*本文*
再生不良性貧血と検査について

再生不良性貧血の概要

再生不良性貧血とは、血液中の赤血球・白血球・血小板がが減少する病気です。

原因は、骨髄にある血液のもととなる細胞(造血幹細胞)が何らかの原因で障害を受けることにより、赤血球・白血球・血小板の産生が減少するために起こります。

この病気は、男性の方が女性よりも罹りやすく(1.5倍)、男女とも20歳代と60~70歳代に患者のピークがあります。
再生不良性貧血は、人口100万人あたり6人程度と稀な病気です。

※貧血とは、一般的に赤血球数・ヘモグロビン濃度・ヘマトクリット値のうちの1種類以上が基準値以下の状態を指します。

*保存データ*
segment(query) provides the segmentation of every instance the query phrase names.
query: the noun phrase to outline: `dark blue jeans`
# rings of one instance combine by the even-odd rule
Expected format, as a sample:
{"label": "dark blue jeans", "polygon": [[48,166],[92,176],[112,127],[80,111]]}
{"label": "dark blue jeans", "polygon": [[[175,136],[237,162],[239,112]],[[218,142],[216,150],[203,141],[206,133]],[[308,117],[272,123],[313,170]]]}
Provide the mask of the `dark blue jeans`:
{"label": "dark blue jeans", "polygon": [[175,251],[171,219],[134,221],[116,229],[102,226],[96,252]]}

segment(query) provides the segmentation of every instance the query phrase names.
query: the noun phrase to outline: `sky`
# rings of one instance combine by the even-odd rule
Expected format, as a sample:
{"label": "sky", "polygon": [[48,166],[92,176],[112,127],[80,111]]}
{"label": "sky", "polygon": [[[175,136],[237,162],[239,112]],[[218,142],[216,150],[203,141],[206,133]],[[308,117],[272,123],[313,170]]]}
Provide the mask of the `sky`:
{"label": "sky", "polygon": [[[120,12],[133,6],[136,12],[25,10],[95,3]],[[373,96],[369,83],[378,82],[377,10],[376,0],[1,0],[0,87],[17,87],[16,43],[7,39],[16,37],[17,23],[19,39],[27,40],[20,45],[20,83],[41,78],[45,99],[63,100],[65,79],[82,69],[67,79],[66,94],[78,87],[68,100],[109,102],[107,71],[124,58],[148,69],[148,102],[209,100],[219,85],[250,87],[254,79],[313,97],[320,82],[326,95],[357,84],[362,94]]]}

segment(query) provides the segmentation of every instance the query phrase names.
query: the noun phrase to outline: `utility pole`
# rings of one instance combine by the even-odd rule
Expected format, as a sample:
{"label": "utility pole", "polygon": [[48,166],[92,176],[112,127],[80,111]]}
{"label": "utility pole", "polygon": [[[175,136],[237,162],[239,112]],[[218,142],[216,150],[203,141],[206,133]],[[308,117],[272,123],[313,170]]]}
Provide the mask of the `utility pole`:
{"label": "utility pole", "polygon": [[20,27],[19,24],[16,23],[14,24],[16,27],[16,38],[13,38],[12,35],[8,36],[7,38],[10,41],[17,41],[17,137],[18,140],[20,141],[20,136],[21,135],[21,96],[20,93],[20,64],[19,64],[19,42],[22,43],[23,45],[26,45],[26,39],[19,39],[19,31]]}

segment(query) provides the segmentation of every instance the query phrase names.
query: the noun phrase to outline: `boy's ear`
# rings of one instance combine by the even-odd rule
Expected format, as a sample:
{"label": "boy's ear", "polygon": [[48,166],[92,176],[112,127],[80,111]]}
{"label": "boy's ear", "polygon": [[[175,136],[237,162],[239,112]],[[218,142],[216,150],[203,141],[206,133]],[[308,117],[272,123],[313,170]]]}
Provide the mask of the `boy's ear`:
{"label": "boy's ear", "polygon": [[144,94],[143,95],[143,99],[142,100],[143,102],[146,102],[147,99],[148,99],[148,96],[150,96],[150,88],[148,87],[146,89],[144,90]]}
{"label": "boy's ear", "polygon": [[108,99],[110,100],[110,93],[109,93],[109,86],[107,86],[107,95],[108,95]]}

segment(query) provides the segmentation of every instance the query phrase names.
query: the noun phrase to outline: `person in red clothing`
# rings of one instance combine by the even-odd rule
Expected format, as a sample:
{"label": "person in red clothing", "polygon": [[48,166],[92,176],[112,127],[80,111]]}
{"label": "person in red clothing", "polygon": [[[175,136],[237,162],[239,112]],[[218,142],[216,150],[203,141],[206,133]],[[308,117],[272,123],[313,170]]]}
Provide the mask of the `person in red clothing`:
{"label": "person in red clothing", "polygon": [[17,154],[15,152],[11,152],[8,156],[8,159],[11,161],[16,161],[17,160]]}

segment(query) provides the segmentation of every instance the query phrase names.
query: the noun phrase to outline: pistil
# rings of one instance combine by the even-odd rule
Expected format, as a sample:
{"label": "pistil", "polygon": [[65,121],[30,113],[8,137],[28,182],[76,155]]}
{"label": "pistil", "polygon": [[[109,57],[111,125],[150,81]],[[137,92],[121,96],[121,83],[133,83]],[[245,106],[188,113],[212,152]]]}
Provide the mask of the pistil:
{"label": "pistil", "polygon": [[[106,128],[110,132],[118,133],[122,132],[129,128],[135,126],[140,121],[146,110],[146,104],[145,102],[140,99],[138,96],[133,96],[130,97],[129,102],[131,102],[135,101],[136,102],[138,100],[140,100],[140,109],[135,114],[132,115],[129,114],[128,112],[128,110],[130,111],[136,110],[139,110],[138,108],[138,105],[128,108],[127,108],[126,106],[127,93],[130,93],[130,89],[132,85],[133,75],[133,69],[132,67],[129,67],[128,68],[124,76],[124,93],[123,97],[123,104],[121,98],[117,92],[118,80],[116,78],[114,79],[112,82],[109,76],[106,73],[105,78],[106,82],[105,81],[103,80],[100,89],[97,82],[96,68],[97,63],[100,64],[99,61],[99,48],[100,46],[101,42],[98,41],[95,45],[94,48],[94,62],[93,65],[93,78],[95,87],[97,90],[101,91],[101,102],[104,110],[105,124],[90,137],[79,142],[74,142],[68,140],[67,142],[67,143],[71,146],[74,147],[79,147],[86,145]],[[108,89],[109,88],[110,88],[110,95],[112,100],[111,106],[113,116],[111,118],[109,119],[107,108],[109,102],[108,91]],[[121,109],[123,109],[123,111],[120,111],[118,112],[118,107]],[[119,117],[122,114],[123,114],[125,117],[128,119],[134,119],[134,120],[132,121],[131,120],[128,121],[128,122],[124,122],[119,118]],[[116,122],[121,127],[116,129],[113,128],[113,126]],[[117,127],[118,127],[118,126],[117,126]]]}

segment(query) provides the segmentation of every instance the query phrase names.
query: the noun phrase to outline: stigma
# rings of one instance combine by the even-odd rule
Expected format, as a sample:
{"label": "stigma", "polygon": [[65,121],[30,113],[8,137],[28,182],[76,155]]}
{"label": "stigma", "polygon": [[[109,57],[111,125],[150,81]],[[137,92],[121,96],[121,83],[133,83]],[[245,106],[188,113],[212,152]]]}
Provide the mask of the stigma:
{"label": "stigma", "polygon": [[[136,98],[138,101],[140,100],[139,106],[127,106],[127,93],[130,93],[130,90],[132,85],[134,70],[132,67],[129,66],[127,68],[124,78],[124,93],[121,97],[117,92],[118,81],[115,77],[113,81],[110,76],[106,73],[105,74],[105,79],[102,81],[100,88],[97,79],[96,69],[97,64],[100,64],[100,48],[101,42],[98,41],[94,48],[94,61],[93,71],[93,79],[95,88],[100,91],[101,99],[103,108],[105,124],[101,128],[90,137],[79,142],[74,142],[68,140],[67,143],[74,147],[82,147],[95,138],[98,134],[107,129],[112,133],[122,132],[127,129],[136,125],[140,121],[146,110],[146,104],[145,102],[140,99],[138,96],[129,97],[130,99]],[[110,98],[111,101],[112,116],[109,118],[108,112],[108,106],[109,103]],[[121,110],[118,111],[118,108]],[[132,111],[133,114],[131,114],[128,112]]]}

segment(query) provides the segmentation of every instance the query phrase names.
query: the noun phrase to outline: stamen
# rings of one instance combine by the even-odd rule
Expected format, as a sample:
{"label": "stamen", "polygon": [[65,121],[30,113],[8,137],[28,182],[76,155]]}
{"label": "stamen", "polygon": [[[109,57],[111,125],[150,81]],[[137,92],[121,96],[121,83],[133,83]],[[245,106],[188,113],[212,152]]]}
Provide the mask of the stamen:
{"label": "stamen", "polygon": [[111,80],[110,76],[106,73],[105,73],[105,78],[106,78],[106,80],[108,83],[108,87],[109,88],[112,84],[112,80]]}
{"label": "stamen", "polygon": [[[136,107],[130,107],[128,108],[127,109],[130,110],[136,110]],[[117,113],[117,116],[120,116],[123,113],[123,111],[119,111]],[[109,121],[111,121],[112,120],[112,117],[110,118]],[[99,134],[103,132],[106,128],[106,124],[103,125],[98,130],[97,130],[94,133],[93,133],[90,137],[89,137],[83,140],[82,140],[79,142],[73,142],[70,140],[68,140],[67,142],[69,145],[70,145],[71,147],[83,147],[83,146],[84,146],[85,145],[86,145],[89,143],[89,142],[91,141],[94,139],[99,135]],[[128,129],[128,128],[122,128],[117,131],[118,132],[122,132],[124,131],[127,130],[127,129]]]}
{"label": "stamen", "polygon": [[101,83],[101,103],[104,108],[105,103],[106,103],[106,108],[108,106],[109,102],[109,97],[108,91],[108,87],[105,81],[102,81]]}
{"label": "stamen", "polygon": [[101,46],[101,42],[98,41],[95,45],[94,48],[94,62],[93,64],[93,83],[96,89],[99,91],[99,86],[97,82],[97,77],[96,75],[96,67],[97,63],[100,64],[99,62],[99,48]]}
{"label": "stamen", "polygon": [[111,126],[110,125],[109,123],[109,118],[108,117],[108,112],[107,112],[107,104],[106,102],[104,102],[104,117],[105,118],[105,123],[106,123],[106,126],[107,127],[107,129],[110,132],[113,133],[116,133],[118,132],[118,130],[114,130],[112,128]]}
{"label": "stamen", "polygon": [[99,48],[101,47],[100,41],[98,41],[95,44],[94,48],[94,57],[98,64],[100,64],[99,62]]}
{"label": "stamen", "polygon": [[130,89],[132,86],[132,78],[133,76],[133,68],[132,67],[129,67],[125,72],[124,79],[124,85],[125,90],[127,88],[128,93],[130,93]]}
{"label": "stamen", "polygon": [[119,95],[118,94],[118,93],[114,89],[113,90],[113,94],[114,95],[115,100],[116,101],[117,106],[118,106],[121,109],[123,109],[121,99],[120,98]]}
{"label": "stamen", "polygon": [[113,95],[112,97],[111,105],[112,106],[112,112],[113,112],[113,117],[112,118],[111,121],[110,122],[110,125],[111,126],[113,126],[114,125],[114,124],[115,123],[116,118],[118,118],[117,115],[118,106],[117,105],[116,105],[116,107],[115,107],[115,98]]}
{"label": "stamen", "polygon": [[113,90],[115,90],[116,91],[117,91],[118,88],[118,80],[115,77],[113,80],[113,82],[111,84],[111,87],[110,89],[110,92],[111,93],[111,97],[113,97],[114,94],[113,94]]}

*取り組む課題*
a) 本文のうち、「再生不良性貧血とは、血液中の赤血球・白血球・血小板がが減少する病気です。」から「代に患者のピークがあります。」までを、両端の語句も含めてそのまま書き写してください。
b) 本文で貧血の状態を判断する項目として挙げられているものを、すべて書き出してください。
c) 本文によると、男性は女性の何倍この病気に罹りやすいですか。

*番号別の解答*
a)
再生不良性貧血とは、血液中の赤血球・白血球・血小板がが減少する病気です。

原因は、骨髄にある血液のもととなる細胞(造血幹細胞)が何らかの原因で障害を受けることにより、赤血球・白血球・血小板の産生が減少するために起こります。

この病気は、男性の方が女性よりも罹りやすく(1.5倍)、男女とも20歳代と60~70歳代に患者のピークがあります。

b) 赤血球数、ヘモグロビン濃度、ヘマトクリット値

c) 1.5倍です。